**PROMPT:** The required lines are those that contain "plaque"; pull them out of the data and copy them.

**Point localization data:**
--- START ---

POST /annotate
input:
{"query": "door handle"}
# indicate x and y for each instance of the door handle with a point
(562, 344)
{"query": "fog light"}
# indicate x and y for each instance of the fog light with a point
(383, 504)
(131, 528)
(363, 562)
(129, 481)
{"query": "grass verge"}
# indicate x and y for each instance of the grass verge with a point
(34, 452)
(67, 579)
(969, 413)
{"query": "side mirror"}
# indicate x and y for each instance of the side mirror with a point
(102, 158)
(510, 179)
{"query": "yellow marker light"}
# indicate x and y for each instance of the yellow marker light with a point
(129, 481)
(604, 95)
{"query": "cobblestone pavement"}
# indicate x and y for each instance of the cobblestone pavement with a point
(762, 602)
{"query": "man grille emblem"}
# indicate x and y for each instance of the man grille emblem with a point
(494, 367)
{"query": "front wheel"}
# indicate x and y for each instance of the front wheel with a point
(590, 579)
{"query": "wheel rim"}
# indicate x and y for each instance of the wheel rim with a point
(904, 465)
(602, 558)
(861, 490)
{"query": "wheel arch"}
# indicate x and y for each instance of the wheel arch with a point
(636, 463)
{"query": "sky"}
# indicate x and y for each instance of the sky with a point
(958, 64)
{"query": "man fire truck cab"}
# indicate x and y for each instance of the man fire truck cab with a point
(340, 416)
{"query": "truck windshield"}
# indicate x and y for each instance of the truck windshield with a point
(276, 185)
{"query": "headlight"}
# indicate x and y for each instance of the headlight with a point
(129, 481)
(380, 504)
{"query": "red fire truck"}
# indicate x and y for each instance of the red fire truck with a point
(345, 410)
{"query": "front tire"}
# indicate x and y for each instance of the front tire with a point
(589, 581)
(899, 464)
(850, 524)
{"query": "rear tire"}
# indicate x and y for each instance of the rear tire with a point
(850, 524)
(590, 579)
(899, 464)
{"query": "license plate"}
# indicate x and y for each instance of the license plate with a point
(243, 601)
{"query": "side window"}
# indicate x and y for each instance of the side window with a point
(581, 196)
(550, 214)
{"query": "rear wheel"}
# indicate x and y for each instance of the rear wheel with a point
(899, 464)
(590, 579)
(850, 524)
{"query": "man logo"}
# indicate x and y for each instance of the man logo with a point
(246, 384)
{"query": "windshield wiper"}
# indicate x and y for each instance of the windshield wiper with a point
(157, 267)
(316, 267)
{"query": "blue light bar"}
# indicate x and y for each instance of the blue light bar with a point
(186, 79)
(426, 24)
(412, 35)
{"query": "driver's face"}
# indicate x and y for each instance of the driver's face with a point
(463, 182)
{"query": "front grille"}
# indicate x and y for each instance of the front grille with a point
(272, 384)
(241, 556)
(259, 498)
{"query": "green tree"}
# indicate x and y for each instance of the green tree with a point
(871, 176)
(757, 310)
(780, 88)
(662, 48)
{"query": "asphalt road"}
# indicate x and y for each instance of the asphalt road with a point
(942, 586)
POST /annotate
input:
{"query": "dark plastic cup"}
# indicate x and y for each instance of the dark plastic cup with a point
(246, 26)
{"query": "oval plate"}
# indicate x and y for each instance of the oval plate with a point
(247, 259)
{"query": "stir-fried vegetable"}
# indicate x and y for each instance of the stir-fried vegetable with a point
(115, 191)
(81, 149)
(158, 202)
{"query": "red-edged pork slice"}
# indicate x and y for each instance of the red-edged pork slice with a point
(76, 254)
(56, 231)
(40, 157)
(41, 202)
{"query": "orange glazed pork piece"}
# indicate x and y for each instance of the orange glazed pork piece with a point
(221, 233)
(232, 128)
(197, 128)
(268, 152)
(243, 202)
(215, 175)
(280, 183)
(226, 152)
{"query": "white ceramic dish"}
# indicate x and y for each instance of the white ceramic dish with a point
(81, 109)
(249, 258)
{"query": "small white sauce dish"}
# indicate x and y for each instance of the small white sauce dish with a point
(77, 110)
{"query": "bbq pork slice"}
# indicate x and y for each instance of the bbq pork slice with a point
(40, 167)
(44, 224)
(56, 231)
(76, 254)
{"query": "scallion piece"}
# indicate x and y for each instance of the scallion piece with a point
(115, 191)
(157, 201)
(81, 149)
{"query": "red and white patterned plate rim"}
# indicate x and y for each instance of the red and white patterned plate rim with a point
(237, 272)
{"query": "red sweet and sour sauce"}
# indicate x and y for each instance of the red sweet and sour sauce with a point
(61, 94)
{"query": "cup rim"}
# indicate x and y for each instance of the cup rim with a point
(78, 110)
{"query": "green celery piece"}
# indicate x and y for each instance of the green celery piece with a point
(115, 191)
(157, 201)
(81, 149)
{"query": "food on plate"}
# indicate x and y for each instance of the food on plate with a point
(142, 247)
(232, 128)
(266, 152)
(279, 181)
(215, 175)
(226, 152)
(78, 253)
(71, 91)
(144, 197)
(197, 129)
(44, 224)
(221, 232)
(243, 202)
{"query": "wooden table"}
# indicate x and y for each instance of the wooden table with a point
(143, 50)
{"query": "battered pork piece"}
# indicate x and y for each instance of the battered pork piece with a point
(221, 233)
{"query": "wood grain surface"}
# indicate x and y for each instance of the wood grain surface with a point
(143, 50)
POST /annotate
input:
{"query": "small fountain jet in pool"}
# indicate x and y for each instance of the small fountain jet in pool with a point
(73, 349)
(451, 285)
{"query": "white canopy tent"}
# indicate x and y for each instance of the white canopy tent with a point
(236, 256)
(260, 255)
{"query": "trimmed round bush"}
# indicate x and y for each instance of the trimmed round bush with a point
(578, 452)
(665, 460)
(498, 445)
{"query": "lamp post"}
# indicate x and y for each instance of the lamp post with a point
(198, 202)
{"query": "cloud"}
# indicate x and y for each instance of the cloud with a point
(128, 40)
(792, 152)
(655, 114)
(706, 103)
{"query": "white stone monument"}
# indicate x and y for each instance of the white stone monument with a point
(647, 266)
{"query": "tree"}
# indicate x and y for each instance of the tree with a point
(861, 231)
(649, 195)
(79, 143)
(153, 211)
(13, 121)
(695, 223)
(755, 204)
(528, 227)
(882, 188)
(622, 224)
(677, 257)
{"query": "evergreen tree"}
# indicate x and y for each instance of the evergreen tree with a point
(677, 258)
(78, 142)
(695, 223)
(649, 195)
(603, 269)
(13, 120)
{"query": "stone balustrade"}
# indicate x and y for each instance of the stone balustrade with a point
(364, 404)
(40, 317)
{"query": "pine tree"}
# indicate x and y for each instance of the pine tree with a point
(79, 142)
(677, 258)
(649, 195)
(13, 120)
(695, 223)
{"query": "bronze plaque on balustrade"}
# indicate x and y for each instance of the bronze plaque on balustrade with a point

--- END ---

**YOUR SOLUTION:**
{"query": "bronze plaque on balustrade"}
# indicate x and y for each instance of the bronze plaque on balustrade with a point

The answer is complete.